**Listed entries**
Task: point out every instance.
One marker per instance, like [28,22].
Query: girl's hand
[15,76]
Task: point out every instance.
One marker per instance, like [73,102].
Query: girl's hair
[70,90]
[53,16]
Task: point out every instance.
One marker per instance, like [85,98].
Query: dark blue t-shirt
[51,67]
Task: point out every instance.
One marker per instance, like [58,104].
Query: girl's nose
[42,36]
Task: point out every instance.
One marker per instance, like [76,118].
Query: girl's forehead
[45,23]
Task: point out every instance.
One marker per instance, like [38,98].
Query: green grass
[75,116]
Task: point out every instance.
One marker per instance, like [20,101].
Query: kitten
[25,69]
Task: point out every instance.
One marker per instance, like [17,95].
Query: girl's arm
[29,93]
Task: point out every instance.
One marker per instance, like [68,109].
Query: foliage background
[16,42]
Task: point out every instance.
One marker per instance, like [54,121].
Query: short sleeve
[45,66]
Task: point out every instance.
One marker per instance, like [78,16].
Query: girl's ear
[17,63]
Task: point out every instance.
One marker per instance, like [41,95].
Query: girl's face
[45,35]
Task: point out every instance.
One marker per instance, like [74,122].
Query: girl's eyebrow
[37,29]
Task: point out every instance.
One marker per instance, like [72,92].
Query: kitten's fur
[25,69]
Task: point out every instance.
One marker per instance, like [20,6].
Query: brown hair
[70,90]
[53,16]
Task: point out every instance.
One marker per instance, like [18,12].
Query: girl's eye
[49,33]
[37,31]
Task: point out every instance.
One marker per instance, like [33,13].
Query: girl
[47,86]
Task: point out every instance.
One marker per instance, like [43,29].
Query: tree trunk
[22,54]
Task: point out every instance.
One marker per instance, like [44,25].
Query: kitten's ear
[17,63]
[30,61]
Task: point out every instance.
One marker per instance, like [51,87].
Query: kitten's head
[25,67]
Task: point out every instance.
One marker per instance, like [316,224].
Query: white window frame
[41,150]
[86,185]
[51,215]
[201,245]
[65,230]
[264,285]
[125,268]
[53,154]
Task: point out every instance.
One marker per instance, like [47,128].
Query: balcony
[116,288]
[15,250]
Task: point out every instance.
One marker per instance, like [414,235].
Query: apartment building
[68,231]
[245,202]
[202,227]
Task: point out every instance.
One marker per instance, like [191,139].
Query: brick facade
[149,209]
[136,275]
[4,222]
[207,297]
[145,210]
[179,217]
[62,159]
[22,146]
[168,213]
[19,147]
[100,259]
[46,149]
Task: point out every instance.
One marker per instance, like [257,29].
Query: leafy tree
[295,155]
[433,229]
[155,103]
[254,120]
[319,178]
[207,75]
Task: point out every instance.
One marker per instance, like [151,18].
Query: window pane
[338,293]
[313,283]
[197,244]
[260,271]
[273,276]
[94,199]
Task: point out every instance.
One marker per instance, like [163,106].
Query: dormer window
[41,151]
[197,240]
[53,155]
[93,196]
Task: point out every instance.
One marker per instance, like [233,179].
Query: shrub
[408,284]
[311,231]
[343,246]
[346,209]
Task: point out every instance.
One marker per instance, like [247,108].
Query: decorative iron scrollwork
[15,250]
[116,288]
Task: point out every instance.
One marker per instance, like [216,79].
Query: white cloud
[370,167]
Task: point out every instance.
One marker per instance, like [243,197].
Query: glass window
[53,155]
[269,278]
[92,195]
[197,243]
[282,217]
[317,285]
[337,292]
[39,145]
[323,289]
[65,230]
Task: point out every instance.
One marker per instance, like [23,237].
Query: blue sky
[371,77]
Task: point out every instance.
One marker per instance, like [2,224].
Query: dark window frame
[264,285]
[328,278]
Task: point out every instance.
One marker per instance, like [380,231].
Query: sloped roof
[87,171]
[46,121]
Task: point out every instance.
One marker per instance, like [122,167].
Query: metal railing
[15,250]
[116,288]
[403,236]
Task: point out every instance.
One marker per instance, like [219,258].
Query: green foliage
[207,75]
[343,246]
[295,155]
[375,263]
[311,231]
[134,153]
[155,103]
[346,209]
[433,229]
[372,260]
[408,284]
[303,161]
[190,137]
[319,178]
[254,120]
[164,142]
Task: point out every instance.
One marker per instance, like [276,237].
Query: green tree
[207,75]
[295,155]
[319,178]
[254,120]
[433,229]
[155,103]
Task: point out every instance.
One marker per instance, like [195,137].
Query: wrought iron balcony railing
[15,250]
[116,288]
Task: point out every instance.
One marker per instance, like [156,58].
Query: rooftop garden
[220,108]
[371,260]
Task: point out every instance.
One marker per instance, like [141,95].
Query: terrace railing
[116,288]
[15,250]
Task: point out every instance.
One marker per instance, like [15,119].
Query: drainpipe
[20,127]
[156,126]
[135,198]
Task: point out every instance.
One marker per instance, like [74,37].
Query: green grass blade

* * *

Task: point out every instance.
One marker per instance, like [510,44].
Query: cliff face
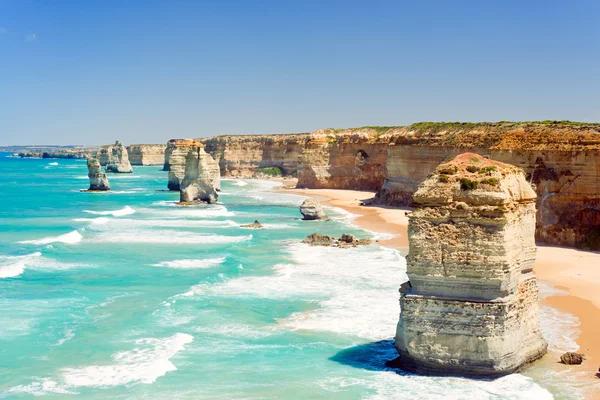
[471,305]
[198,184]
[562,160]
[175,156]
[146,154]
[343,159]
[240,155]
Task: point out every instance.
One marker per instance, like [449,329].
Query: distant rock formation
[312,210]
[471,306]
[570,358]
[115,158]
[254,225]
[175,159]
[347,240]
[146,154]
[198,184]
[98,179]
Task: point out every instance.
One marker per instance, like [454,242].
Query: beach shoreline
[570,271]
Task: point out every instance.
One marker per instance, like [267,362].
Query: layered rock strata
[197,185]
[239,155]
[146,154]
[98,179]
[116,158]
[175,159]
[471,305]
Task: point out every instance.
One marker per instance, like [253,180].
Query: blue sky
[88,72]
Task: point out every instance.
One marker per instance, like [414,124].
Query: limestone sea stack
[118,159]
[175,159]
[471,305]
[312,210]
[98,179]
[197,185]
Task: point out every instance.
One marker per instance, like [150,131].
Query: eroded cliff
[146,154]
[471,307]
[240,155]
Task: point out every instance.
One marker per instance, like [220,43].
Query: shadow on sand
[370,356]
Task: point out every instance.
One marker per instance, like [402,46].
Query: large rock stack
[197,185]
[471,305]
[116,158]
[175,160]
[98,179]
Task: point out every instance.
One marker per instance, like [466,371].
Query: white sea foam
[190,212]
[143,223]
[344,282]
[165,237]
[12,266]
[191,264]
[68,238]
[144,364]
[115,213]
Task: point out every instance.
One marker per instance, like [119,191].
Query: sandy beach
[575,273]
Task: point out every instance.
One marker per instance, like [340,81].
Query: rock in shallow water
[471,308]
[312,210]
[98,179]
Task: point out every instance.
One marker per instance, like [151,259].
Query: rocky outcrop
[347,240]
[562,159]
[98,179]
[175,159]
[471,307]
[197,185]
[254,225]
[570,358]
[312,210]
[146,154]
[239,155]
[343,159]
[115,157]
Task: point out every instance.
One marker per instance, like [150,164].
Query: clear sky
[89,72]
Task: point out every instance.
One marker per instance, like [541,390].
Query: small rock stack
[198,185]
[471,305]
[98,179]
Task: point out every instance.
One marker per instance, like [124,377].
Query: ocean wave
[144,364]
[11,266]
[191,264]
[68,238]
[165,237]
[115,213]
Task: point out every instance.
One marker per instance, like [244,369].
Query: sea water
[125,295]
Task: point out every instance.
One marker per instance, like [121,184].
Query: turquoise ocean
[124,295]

---

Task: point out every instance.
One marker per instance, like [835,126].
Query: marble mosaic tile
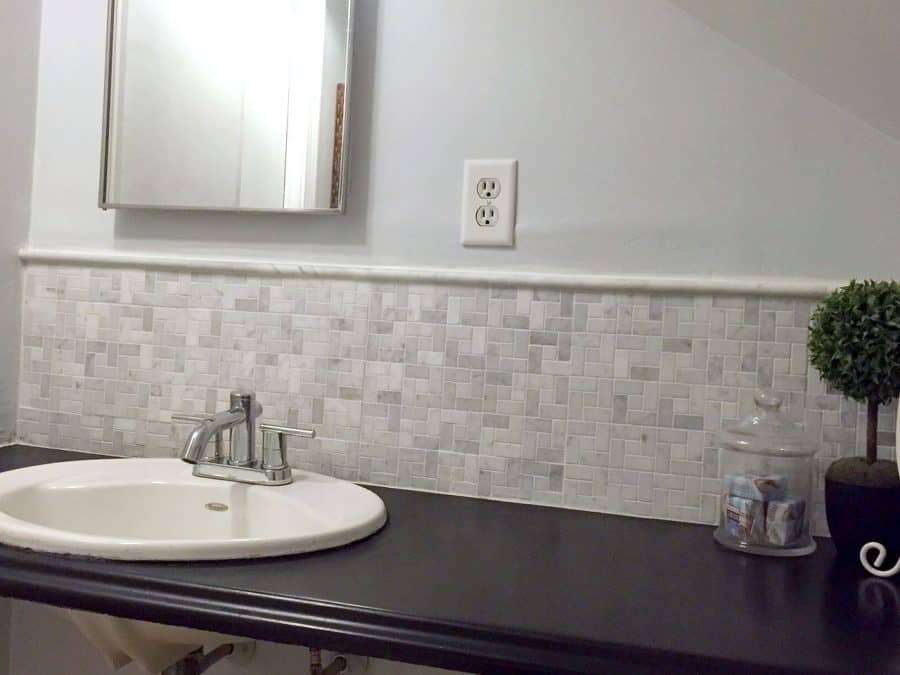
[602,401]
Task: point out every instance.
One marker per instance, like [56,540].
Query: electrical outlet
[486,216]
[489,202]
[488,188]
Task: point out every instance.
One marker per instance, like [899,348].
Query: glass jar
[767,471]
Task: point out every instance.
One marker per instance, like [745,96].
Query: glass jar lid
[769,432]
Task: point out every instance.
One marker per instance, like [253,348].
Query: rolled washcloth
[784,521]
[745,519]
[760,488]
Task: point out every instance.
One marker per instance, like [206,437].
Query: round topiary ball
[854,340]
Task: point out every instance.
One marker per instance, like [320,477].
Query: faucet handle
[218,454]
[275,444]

**The problem**
Please give back exactly the lines of the listing above that run from the one containing "One marker per instance, like [68,109]." through the one containing "One marker per instance, like [163,106].", and only those.

**Solution below**
One marker per instance, like [68,109].
Query: foliage background
[16,42]
Task: point out every instance.
One marker per instance, like [54,121].
Query: short sleeve
[45,66]
Task: point out every instance.
One marker per instance, like [78,16].
Query: girl's ear
[17,63]
Task: point out every instance.
One marker per instance, like [41,95].
Query: girl's face
[45,35]
Task: point out every instance.
One marker per instance, like [74,122].
Query: girl's eyebrow
[37,29]
Task: point out every instance.
One marker per instance, like [72,92].
Query: kitten's fur
[25,69]
Task: point out every instance.
One marker per instance, like [20,6].
Query: brown hair
[70,90]
[53,16]
Task: point out every instance.
One marker per instance, like [18,12].
Query: girl's eye
[49,33]
[37,31]
Task: point out every instance.
One marker per instance, like [33,13].
Query: girl
[47,86]
Task: point out every instance.
One marker per instance, like [43,29].
Query: tree trunk
[22,54]
Task: point out every instance.
One marker per instance, like [44,25].
Query: kitten's ear
[17,63]
[30,61]
Task: point out every instance.
One marker per instance, like [51,87].
Query: kitten's head
[25,67]
Task: point out every instance.
One marker per instance, like [316,224].
Query: white window frame
[41,150]
[86,185]
[51,215]
[201,245]
[65,230]
[264,285]
[125,268]
[53,154]
Task: point out every instance.
One marker per instance, like [47,128].
Query: balcony
[116,288]
[15,250]
Task: point out every instance.
One marker per instance, like [414,235].
Query: apartment building
[68,231]
[245,202]
[202,227]
Task: point out every instance.
One marker per instance, like [191,139].
Query: brick facade
[149,209]
[136,275]
[4,222]
[207,297]
[145,210]
[179,217]
[62,159]
[22,146]
[168,213]
[19,147]
[100,259]
[46,149]
Task: point out every instance.
One marker per instance, like [257,29].
Query: leafy tree
[295,155]
[433,229]
[155,103]
[254,120]
[319,178]
[207,75]
Task: point out every instance.
One marker per instance, like [151,18].
Query: window pane
[338,293]
[313,283]
[197,244]
[260,271]
[273,276]
[94,199]
Task: point out every instance.
One marker per instance, like [163,106].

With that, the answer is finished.